:: Excerpted data ::

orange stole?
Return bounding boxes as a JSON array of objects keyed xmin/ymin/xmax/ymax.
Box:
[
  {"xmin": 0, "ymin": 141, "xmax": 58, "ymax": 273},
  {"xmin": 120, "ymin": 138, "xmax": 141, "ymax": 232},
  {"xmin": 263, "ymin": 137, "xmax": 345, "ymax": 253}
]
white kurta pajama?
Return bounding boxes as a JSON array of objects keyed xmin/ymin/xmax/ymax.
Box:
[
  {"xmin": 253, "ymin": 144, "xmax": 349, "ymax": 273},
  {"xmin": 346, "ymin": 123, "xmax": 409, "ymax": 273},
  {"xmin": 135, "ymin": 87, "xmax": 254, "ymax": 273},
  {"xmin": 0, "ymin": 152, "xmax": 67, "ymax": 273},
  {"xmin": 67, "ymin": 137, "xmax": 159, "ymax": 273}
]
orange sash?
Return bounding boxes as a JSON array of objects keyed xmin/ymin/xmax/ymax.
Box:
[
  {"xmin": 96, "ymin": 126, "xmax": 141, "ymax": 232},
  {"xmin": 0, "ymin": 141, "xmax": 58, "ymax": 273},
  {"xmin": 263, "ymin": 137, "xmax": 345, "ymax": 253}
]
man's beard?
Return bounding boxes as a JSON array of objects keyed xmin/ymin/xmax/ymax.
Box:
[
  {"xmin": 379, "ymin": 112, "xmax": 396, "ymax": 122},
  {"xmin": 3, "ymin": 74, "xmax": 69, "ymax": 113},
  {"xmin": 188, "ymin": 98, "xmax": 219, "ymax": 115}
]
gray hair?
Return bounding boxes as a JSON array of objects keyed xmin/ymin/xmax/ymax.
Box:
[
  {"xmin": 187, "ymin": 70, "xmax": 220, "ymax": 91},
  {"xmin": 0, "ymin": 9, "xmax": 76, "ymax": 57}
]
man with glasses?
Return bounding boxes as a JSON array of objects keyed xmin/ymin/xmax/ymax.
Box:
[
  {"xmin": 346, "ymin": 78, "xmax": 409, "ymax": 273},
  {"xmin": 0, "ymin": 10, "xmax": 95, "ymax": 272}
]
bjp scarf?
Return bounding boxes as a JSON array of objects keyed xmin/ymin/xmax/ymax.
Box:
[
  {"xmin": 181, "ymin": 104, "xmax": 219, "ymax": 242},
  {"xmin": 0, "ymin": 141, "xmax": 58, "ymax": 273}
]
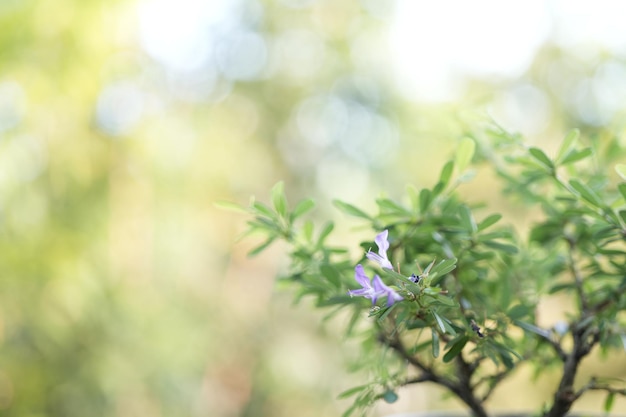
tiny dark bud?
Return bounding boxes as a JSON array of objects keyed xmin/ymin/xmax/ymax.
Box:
[{"xmin": 470, "ymin": 320, "xmax": 485, "ymax": 337}]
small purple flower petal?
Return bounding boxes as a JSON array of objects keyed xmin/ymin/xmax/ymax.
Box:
[
  {"xmin": 365, "ymin": 230, "xmax": 393, "ymax": 269},
  {"xmin": 348, "ymin": 264, "xmax": 404, "ymax": 307},
  {"xmin": 348, "ymin": 264, "xmax": 382, "ymax": 304}
]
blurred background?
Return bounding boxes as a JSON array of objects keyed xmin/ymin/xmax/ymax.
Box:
[{"xmin": 0, "ymin": 0, "xmax": 626, "ymax": 417}]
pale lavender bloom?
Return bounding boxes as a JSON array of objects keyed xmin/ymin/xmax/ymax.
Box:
[
  {"xmin": 348, "ymin": 264, "xmax": 404, "ymax": 307},
  {"xmin": 365, "ymin": 230, "xmax": 393, "ymax": 269}
]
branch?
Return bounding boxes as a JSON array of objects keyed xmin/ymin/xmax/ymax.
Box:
[{"xmin": 576, "ymin": 377, "xmax": 626, "ymax": 398}]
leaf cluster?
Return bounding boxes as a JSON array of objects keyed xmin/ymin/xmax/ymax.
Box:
[{"xmin": 223, "ymin": 128, "xmax": 626, "ymax": 417}]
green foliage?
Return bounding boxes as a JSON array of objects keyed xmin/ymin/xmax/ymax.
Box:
[{"xmin": 233, "ymin": 130, "xmax": 626, "ymax": 417}]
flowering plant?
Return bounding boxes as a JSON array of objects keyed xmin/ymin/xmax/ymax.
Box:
[{"xmin": 223, "ymin": 130, "xmax": 626, "ymax": 417}]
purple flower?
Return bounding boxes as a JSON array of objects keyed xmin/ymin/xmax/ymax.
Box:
[
  {"xmin": 365, "ymin": 230, "xmax": 393, "ymax": 269},
  {"xmin": 348, "ymin": 264, "xmax": 404, "ymax": 307}
]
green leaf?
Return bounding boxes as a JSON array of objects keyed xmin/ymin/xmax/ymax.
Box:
[
  {"xmin": 443, "ymin": 335, "xmax": 469, "ymax": 363},
  {"xmin": 454, "ymin": 138, "xmax": 476, "ymax": 173},
  {"xmin": 272, "ymin": 181, "xmax": 287, "ymax": 218},
  {"xmin": 482, "ymin": 240, "xmax": 517, "ymax": 255},
  {"xmin": 376, "ymin": 198, "xmax": 411, "ymax": 216},
  {"xmin": 556, "ymin": 129, "xmax": 580, "ymax": 163},
  {"xmin": 430, "ymin": 327, "xmax": 439, "ymax": 358},
  {"xmin": 320, "ymin": 264, "xmax": 341, "ymax": 288},
  {"xmin": 478, "ymin": 214, "xmax": 502, "ymax": 232},
  {"xmin": 291, "ymin": 198, "xmax": 315, "ymax": 221},
  {"xmin": 420, "ymin": 188, "xmax": 432, "ymax": 214},
  {"xmin": 506, "ymin": 304, "xmax": 533, "ymax": 320},
  {"xmin": 252, "ymin": 201, "xmax": 277, "ymax": 219},
  {"xmin": 561, "ymin": 148, "xmax": 593, "ymax": 165},
  {"xmin": 430, "ymin": 310, "xmax": 446, "ymax": 333},
  {"xmin": 513, "ymin": 320, "xmax": 550, "ymax": 337},
  {"xmin": 213, "ymin": 200, "xmax": 248, "ymax": 213},
  {"xmin": 333, "ymin": 200, "xmax": 372, "ymax": 220},
  {"xmin": 317, "ymin": 222, "xmax": 335, "ymax": 248},
  {"xmin": 383, "ymin": 390, "xmax": 398, "ymax": 404},
  {"xmin": 428, "ymin": 258, "xmax": 457, "ymax": 285},
  {"xmin": 337, "ymin": 384, "xmax": 370, "ymax": 399},
  {"xmin": 569, "ymin": 179, "xmax": 604, "ymax": 208},
  {"xmin": 528, "ymin": 148, "xmax": 554, "ymax": 170},
  {"xmin": 459, "ymin": 205, "xmax": 478, "ymax": 233},
  {"xmin": 302, "ymin": 220, "xmax": 314, "ymax": 242},
  {"xmin": 424, "ymin": 259, "xmax": 436, "ymax": 275},
  {"xmin": 248, "ymin": 236, "xmax": 276, "ymax": 256},
  {"xmin": 433, "ymin": 161, "xmax": 454, "ymax": 195}
]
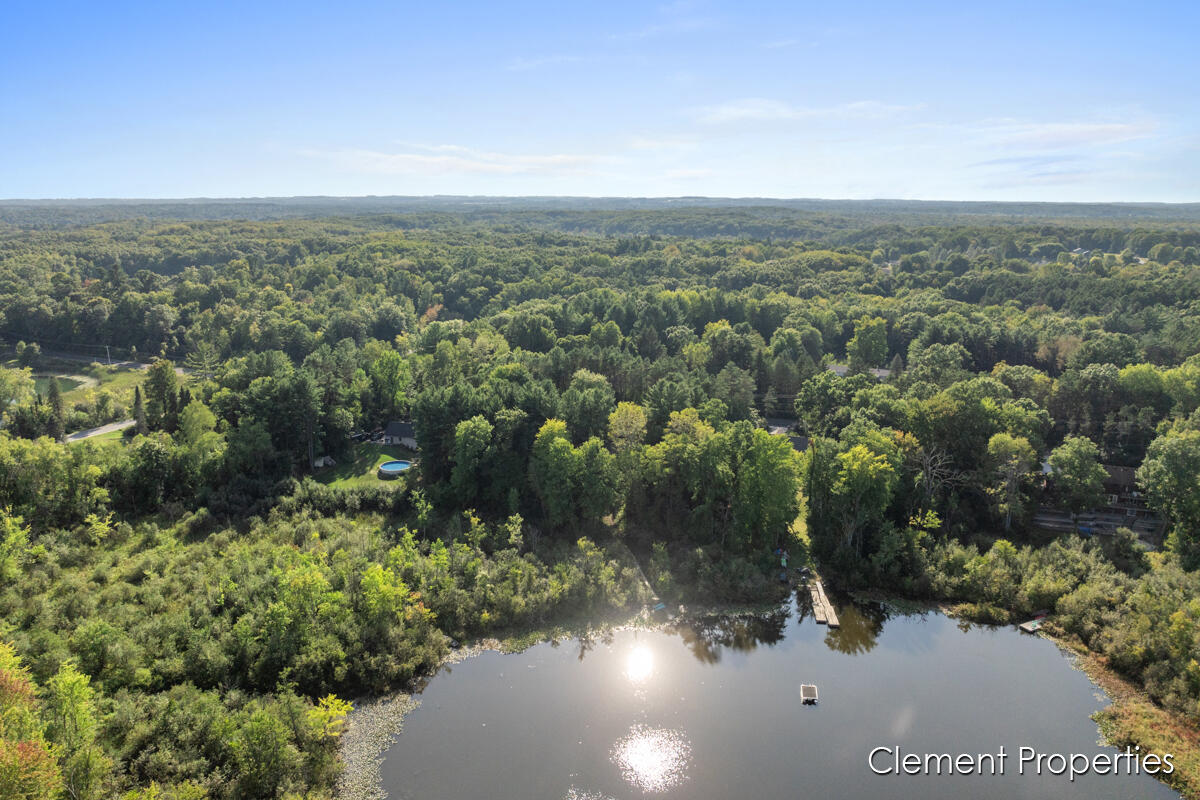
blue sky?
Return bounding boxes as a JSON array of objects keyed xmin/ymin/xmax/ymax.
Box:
[{"xmin": 0, "ymin": 0, "xmax": 1200, "ymax": 201}]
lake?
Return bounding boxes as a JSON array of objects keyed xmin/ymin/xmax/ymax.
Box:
[{"xmin": 382, "ymin": 592, "xmax": 1178, "ymax": 800}]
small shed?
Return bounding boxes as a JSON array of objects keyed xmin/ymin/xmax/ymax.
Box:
[{"xmin": 383, "ymin": 420, "xmax": 416, "ymax": 450}]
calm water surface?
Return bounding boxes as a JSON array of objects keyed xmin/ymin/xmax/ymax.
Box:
[{"xmin": 382, "ymin": 594, "xmax": 1178, "ymax": 800}]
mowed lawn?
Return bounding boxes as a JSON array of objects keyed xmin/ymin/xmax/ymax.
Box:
[{"xmin": 313, "ymin": 443, "xmax": 416, "ymax": 488}]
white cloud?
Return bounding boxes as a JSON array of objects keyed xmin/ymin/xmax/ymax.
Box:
[
  {"xmin": 629, "ymin": 136, "xmax": 696, "ymax": 150},
  {"xmin": 697, "ymin": 97, "xmax": 919, "ymax": 125},
  {"xmin": 977, "ymin": 120, "xmax": 1156, "ymax": 150},
  {"xmin": 505, "ymin": 53, "xmax": 587, "ymax": 72},
  {"xmin": 300, "ymin": 144, "xmax": 604, "ymax": 175}
]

:::

### What to do
Reproduce exactly the lines from the one containing "small shed?" through the last line of the records above, including both, and nothing else.

### Reply
small shed?
Return bounding boxes as a JSON array of objects keyed xmin/ymin/xmax/ymax.
Box:
[{"xmin": 383, "ymin": 420, "xmax": 416, "ymax": 450}]
calm water surface?
Return bounding boxes as a JSON array of objects keyed xmin/ymin/xmax/ymax.
Box:
[{"xmin": 382, "ymin": 594, "xmax": 1178, "ymax": 800}]
mowed lawn?
Return bounding boxes as a JSON array of objects keyed xmin/ymin/xmax/ymax.
Box:
[{"xmin": 313, "ymin": 443, "xmax": 416, "ymax": 488}]
white cloud?
Return bounding boxes as a JSON array of objects keyed xmin/ymin/xmax/ymax.
Box:
[
  {"xmin": 629, "ymin": 136, "xmax": 696, "ymax": 150},
  {"xmin": 697, "ymin": 97, "xmax": 919, "ymax": 125},
  {"xmin": 977, "ymin": 120, "xmax": 1156, "ymax": 150},
  {"xmin": 505, "ymin": 53, "xmax": 587, "ymax": 72},
  {"xmin": 300, "ymin": 144, "xmax": 604, "ymax": 175}
]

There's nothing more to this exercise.